[Segmentation annotation records]
■ ■ ■ ■ ■

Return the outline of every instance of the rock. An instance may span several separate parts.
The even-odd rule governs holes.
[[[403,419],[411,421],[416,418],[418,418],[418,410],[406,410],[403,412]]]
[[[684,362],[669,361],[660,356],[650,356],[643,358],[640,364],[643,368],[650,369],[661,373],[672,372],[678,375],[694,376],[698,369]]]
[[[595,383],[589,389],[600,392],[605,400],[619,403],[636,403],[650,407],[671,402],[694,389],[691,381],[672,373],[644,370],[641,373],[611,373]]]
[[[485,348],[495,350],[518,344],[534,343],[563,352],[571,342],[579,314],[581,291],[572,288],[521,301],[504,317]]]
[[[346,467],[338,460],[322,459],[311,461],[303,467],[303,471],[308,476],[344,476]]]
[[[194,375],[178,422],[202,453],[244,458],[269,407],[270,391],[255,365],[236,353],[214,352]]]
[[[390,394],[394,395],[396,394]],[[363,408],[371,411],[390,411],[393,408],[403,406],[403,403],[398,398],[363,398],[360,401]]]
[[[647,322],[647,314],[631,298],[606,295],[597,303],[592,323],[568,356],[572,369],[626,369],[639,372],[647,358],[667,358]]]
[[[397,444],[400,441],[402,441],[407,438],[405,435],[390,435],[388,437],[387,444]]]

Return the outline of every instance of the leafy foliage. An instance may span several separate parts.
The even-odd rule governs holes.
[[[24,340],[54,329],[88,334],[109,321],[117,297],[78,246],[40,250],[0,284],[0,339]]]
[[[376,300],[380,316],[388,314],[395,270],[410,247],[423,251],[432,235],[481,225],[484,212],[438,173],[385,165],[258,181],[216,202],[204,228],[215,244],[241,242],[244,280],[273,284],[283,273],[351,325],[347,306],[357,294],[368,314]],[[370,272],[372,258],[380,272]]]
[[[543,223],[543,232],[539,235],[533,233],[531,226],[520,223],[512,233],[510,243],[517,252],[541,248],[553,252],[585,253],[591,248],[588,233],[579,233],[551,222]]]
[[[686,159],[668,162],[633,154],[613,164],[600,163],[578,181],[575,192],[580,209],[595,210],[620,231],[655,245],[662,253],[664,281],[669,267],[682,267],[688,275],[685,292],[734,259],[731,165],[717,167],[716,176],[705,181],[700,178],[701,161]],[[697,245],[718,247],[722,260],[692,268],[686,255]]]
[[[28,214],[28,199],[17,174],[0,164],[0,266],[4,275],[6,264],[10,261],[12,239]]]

■ ■ ■ ■ ■

=== Exercise directions ===
Return each line above that contains the word "instance", copied in full.

=== Answer to this problem ===
Return the outline of every instance of the rock. An instance may span several separate parts.
Return the outline of every instance of the leafy foliage. An instance may span several separate parts.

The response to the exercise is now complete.